| DIRECTIONS FOR THIS TASK |
Identify each line in the records that contains the word "door", and copy those lines.

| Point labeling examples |
_ _ _

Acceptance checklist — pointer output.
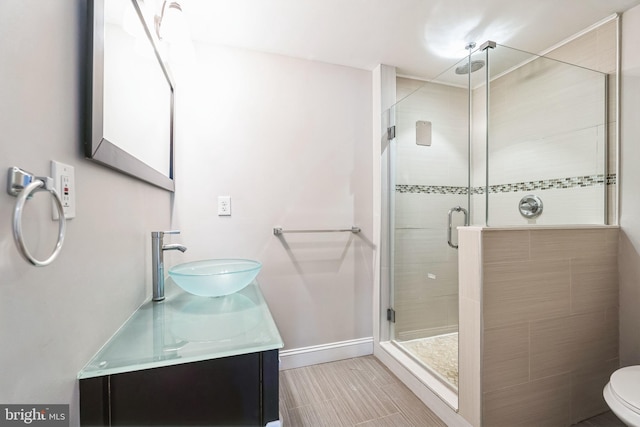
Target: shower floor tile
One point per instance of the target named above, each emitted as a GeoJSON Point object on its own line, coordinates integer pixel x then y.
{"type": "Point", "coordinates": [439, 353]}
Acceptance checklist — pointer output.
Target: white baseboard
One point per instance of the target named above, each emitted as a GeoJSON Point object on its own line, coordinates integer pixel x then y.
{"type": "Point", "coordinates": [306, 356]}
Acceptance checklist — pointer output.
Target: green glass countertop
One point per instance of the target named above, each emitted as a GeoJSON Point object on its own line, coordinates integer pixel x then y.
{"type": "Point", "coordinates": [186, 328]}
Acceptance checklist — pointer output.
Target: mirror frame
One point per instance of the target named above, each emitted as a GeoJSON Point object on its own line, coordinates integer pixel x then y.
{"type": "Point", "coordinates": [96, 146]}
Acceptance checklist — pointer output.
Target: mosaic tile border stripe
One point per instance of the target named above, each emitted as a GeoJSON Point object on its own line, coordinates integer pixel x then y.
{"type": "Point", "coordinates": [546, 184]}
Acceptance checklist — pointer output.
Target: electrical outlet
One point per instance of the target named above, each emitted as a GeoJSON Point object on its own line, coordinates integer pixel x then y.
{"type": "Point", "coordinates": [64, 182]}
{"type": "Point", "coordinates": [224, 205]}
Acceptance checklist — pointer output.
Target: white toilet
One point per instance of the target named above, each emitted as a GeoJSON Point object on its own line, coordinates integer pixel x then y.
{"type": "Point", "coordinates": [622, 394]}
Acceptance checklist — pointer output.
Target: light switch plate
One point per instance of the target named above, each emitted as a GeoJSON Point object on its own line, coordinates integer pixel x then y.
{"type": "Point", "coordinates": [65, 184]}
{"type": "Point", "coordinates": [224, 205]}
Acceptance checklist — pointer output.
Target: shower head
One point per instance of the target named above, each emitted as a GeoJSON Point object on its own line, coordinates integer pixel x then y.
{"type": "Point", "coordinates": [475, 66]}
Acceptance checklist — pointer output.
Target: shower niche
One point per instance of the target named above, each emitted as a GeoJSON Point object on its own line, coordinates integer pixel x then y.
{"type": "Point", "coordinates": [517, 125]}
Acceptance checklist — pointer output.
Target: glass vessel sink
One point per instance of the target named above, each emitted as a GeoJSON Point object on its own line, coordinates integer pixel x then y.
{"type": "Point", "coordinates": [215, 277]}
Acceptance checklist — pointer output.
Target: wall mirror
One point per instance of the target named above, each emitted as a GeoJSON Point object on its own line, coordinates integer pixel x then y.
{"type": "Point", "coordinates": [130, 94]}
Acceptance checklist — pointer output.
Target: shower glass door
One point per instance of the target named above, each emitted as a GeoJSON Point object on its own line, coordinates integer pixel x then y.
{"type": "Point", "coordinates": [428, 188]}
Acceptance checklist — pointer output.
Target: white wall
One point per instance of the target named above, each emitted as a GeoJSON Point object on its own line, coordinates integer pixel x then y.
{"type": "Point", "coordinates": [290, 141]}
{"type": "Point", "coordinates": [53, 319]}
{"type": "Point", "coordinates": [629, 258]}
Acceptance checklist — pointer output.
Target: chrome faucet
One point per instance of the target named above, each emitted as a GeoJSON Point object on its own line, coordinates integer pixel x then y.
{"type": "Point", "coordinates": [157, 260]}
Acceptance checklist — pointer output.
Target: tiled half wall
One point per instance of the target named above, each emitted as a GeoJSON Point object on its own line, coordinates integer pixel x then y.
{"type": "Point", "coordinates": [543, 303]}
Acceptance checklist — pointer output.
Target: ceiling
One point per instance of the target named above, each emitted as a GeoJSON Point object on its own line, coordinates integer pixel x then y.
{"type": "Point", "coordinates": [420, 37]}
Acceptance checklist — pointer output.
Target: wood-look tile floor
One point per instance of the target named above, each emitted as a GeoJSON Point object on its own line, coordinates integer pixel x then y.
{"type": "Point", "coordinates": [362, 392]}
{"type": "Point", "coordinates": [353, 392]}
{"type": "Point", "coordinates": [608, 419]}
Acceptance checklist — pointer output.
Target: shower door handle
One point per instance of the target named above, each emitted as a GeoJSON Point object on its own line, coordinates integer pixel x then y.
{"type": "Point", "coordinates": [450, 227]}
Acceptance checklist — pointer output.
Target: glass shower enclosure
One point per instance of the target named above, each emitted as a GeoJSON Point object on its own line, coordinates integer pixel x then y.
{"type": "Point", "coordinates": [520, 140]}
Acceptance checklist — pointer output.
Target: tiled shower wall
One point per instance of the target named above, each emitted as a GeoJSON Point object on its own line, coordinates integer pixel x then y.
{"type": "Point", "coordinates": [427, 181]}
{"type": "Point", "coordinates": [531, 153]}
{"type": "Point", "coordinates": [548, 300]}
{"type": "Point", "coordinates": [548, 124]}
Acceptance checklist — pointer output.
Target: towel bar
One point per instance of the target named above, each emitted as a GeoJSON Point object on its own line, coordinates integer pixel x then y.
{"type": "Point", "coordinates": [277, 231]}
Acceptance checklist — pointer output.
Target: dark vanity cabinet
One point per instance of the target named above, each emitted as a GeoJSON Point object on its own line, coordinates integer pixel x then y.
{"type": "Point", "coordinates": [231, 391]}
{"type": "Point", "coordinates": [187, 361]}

_ _ _

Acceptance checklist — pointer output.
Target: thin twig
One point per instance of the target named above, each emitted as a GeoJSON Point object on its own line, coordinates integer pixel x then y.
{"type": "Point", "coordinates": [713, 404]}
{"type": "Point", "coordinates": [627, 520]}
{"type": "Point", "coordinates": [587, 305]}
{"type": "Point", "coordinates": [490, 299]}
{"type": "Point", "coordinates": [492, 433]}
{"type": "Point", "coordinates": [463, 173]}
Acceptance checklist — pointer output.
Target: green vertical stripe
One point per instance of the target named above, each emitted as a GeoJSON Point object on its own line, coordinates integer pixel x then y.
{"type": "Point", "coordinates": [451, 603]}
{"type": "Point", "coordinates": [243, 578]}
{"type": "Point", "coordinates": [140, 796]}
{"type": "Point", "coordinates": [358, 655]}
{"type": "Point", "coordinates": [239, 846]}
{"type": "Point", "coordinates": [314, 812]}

_ _ _

| WORKED ANSWER |
Target: shower glass door
Target: shower door handle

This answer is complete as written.